<<<<

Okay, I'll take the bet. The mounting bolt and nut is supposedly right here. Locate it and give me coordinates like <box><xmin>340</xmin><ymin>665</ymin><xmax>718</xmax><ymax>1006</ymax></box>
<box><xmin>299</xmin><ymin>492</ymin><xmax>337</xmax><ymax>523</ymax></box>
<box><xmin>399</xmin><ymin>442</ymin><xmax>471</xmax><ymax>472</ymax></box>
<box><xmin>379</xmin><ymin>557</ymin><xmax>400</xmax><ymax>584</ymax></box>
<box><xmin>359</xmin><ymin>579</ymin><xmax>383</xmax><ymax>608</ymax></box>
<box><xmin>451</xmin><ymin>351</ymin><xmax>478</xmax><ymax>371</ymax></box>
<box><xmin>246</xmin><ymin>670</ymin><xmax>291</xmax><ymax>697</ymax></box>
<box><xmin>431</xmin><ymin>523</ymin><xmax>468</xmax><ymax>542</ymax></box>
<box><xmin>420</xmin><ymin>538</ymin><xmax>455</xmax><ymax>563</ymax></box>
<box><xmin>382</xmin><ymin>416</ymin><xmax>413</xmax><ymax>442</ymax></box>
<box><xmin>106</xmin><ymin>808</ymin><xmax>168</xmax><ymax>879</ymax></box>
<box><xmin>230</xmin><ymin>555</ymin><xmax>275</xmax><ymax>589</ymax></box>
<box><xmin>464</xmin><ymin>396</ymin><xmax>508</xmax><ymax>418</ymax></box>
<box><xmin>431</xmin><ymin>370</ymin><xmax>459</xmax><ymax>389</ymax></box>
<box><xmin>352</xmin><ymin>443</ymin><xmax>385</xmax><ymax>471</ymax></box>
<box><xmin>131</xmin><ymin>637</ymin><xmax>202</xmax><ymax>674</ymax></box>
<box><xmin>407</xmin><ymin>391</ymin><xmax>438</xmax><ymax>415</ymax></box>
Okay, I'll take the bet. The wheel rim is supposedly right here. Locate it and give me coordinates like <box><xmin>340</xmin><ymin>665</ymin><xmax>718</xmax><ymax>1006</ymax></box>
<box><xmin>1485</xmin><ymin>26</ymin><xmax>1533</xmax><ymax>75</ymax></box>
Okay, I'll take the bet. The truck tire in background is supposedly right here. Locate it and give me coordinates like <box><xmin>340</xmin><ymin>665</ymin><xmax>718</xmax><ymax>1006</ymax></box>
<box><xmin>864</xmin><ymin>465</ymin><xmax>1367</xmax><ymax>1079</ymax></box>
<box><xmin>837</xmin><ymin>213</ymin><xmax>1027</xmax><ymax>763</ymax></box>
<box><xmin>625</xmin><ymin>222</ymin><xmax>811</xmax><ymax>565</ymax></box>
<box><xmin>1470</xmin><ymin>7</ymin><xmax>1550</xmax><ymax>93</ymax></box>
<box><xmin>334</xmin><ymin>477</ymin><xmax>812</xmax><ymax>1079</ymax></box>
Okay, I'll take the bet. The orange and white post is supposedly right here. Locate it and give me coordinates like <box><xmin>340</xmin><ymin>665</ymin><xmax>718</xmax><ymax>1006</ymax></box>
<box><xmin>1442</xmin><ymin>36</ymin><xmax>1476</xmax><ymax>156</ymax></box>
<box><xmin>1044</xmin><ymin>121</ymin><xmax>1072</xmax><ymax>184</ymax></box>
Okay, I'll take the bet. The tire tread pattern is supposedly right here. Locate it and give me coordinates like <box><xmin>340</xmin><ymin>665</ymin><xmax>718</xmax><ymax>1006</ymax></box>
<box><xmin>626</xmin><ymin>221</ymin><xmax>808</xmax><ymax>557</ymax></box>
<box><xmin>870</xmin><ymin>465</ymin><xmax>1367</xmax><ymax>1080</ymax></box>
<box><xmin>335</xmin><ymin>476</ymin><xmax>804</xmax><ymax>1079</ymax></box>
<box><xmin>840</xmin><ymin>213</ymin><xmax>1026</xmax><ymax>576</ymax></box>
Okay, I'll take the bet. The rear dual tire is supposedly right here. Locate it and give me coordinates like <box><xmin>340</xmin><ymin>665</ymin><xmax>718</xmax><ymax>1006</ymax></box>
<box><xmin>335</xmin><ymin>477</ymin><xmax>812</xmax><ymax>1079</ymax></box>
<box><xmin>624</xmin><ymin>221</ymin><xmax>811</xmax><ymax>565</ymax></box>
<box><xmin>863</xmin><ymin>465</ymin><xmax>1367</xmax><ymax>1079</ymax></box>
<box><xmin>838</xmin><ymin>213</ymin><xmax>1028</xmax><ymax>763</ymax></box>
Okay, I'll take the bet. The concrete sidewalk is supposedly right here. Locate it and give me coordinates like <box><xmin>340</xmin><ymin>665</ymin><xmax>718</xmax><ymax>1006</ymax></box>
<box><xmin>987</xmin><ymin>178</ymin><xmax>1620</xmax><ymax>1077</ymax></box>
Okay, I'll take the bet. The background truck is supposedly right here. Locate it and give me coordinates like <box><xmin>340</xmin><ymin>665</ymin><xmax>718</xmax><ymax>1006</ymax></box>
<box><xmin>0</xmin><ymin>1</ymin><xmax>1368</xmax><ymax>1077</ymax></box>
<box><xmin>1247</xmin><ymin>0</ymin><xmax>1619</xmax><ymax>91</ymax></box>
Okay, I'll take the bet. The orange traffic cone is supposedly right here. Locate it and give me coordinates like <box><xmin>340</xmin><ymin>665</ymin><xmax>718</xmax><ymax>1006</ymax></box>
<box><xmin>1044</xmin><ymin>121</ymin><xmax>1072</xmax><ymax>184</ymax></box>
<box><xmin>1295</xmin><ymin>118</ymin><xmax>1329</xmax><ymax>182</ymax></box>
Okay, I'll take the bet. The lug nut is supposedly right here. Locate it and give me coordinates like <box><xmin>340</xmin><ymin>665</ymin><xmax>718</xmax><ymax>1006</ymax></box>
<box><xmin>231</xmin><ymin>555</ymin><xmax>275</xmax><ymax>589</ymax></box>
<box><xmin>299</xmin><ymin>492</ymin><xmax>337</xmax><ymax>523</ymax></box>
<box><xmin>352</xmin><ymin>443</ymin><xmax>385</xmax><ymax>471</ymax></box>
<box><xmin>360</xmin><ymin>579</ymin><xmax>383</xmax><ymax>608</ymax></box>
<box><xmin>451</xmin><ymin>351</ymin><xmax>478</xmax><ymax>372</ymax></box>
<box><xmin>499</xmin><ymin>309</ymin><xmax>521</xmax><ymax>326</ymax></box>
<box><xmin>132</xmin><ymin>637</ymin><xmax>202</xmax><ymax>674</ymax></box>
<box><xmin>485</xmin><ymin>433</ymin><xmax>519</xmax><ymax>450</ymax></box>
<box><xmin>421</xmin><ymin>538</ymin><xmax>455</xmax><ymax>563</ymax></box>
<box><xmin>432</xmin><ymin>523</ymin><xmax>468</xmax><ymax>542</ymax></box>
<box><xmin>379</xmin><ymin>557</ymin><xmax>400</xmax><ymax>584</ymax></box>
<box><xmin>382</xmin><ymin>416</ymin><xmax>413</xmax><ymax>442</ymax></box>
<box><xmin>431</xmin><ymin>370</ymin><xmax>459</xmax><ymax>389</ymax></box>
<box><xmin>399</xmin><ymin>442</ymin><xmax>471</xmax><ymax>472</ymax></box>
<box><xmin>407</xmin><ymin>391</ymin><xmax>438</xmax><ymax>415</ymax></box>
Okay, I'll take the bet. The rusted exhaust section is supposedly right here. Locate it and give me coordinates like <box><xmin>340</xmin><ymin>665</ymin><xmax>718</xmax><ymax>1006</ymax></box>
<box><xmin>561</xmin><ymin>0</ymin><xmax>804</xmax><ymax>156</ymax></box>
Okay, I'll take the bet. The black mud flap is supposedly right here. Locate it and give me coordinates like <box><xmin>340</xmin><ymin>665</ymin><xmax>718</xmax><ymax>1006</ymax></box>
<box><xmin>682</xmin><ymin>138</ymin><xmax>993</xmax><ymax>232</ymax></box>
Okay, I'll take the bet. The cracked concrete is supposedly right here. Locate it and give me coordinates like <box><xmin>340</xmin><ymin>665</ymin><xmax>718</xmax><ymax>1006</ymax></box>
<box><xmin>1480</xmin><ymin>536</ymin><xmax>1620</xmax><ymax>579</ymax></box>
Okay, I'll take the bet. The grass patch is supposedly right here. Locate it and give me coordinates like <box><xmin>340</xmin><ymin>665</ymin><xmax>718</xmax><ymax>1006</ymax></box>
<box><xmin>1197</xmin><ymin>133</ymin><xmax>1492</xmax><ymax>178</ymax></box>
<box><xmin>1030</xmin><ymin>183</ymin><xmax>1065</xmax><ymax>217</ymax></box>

>>>>

■ Required action ■
Please restate word for word only the lines running from the line that contains "Okay, I'll take the bet. The grass" to the final line of the listing above.

■ Answer to this task ■
Okay, I'll take the bet. The grass patch is supposedly right here. Locate it and give me coordinates like <box><xmin>340</xmin><ymin>665</ymin><xmax>718</xmax><ymax>1006</ymax></box>
<box><xmin>1197</xmin><ymin>133</ymin><xmax>1492</xmax><ymax>178</ymax></box>
<box><xmin>1030</xmin><ymin>183</ymin><xmax>1065</xmax><ymax>217</ymax></box>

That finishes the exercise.